╭─ Kutipan Halaman

Kota Padang

Retribusi Sudah Naik, Warga Kota Padang Masih Urus Sampah Sendiri, Ini Alasannya Kata DLH

409
×

Retribusi Sudah Naik, Warga Kota Padang Masih Urus Sampah Sendiri, Ini Alasannya Kata DLH

Sebarkan artikel ini
Layanan LPS di Kota Padang yang memungut sampah di rumah warga dengan becak motor saat ini masih berada dalam tahap pendataan. Foto: Dokumentasi DLH Kota Padang

PADANG – Dinas Lingkungan Hidup (DLH) Kota Padang akan merampungkan layanan Lembaga Pemungutan Sampah (LPS) di Kota Padang yang saat ini masih berada dalam tahap pendataan.

Kepala DLH Kota Padang, Fadelan Fitra Masta, mengatakan, program tersebut sudah dilaunching bulan Januari tahun 2025 ini. Menurutnya, setelah layanan tersebut terbentuk, masyarakat tidak perlu lagi membayar retribusi kepada petugas di lapangan. Cukup hanya membayar tagihan yang tertera di tagihan Perumda Air Minum Kota Padang.

Hal ini dikarenakan petugas kebersihan telah melaksanakan tanda tangan kontrak dengan DLH Kota Padang. Artinya, para petugas kebersihan digaji oleh Pemko Padang dalam tugasnya memungut sampah di rumah-rumah masyarakat, tanpa meminta imbalan lagi dari pemilik rumah.

Permasalahan yang saat ini muncul adalah kecepatan masing-masing kelurahan untuk membentuk LPS tersebut berbeda-beda. Di beberapa wilayah ada yang sudah rampung, sementara di wilayah lainnya ada yang belum.

╰─
╭─ Informasi Tersedia

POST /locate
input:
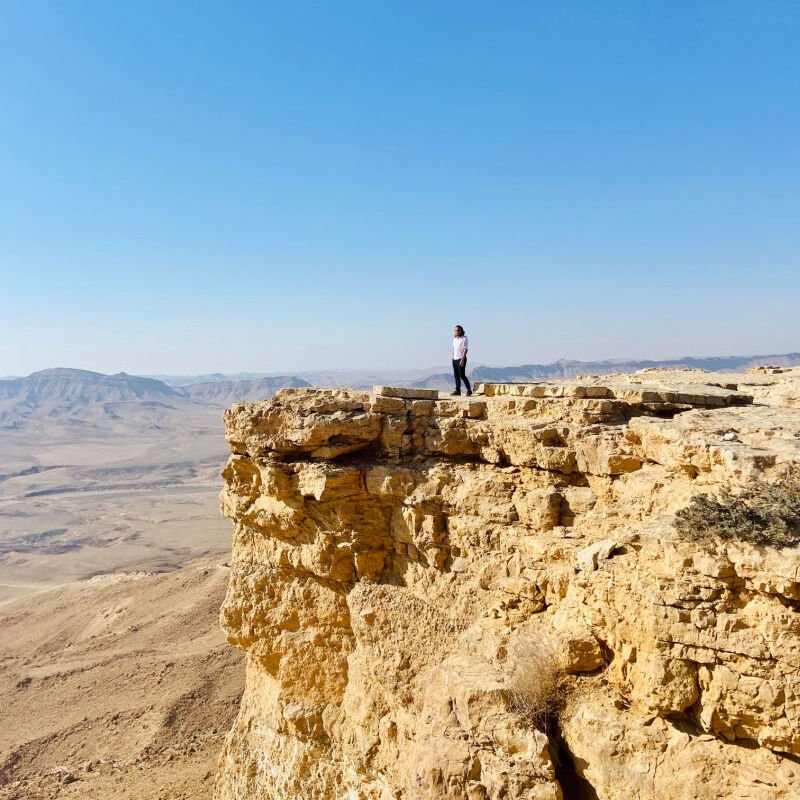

╰─

### Latihan
Tuliskan kembali tanpa perubahan bagian artikel tentang retribusi sampah di Kota Padang yang dibuka dengan kata-kata berisi "Sebarkan artikel ini" dan ditutup dengan "Minum Kota Padang.".

### Jawaban Soal
Sebarkan artikel ini
Layanan LPS di Kota Padang yang memungut sampah di rumah warga dengan becak motor saat ini masih berada dalam tahap pendataan. Foto: Dokumentasi DLH Kota Padang

PADANG – Dinas Lingkungan Hidup (DLH) Kota Padang akan merampungkan layanan Lembaga Pemungutan Sampah (LPS) di Kota Padang yang saat ini masih berada dalam tahap pendataan.

Kepala DLH Kota Padang, Fadelan Fitra Masta, mengatakan, program tersebut sudah dilaunching bulan Januari tahun 2025 ini. Menurutnya, setelah layanan tersebut terbentuk, masyarakat tidak perlu lagi membayar retribusi kepada petugas di lapangan. Cukup hanya membayar tagihan yang tertera di tagihan Perumda Air Minum Kota Padang.